┌─ PAGE EXTRACT

Polling shows that they are, but not why.
As bad as things get for Republicans -- with women, with minorities, with youths -- there's always been one group they can count on: the old. But now one Democratic pollster sees evidence that even seniors are starting to turn on the GOP.
Just 28 percent of voters 65 and older had a favorable view of the Republican Party in a national survey conducted last month by the Democratic pollster Stan Greenberg, versus 40 percent who had a positive view of the Democrats. That's a reversal from a poll Greenberg conducted in early 2011, when 43 percent of seniors saw Republicans favorably and 37 percent saw Democrats that way.
"It is now strikingly clear that [seniors] have turned sharply against the GOP," Erica Seifert, a senior associate at Greenberg's firm, wrote on the company's website this week. "We have seen other voters pull back from the GOP, but among no group has this shift been as sharp as it is among senior citizens."
More seniors still said they plan to vote Republican than Democrat in 2014, 46 percent to 41 percent. But that 5-point margin is down from the 21-point margin seniors gave the GOP in 2010, according to exit polls. In 2012, voters 65 and over were Mitt Romney's strongest age group, favoring the GOP nominee by 12 points. (Romney outpolled his two GOP nominee predecessors, John McCain and the 2004 campaign of George W. Bush, who both won seniors by 8 points.)
The shift is particularly significant, Seifert noted, because seniors are the most reliable voters in the electorate -- and the most likely to turn out in the presidential off-year of 2014. Among all voters, Republicans still led the generic congressional ballot in Greenberg's poll, but by a single point, 44 percent to 43 percent. The poll of 841 likely 2014 voters was conducted by cell phone and land line July 10 to 15 and carries a 3-point margin of error in either direction.
The senior shift was an unexpected result that jumped out of a poll Greenberg was conducting for the Women's Voices Women Vote Action Fund focused on unmarried women's views on economic policy. Seifert believes it's largely a reaction to the Republican-backed plan by Rep. Paul Ryan to phase in changes to the Medicare system, which dates to 2011. But the slide appears to have accelerated this year: Greenberg clocked Republicans' advantage with the over-65 vote at 11 points in January, 6 in March and 5 in July. "That's the sort of shift that turns the tables," Siefert told me.
The economy is the biggest underlying factor in the shift, Seifert said. In November 2010, 49 percent of seniors said Republicans were the better party on the economy; just 34 percent said Democrats were. In the July 2013 poll, the parties were essentially tied on this metric, with 43 percent saying Democrats and 42 percent saying Republicans.

└─
┌─ MATERIAL SHOWN

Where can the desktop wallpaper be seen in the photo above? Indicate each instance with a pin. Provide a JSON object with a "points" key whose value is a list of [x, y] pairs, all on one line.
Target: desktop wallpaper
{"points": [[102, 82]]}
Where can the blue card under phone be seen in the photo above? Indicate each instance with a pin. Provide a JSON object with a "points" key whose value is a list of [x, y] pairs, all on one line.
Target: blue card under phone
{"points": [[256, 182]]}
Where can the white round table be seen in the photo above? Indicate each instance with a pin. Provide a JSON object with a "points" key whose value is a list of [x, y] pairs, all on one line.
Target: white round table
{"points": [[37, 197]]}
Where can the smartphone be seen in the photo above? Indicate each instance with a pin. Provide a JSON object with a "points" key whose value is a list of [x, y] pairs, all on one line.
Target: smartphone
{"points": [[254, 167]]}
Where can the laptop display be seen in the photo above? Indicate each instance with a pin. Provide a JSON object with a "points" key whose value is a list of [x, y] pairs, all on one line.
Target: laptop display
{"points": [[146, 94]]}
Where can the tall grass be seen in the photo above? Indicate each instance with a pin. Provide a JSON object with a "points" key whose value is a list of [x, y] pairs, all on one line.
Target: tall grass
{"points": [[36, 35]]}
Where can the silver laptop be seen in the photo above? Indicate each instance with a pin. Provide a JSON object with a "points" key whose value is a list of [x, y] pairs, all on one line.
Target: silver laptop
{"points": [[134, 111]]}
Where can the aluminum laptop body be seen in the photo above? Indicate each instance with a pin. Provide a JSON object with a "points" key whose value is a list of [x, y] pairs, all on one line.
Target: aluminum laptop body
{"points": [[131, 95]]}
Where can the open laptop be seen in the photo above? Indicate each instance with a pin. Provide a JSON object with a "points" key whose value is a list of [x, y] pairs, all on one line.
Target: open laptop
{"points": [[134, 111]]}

└─

**EXERCISE INSTRUCTIONS**
Extend the article on seniors turning away from the Republican Party, starting after its final paragraph. The listing has no connection to the article.

**RESPONSE FOR THIS EXERCISE**
Seniors' approval of the GOP-led House has dropped from 45 percent in early 2011 to 22 percent today. They have gone from identifying more as Republicans than Democrats by a 10-point margin to identifying more as Democrats than Republicans by a 6-point margin. Fifty-five percent say the GOP is too extreme, and 52 percent say it is "out of touch" and "dividing the country."
In the July survey, large majorities of seniors agreed with progressive economic proposals, including protecting Medicare benefits (89 percent), raising working women's pay (87 percent) and expanding access to child care for working parents (77 percent). But seniors also took issue with the GOP on social concerns: slim majorities called the Republican Party "extreme" on aid to the poor (53 percent), immigration (53 percent), gay rights (52 percent), and gun violence (51 percent).
Greenberg is a Democratic pollster, to be sure. But his work is widely respected on both sides of the aisle. Republican pollster Whit Ayres didn't question the idea that seniors are souring on the GOP. "I don't think any Republican pollster who's looking at the numbers is sanguine about the state of the Republican brand at this point," he said. "You are going to see the impact of the damaged brand in every demographic group."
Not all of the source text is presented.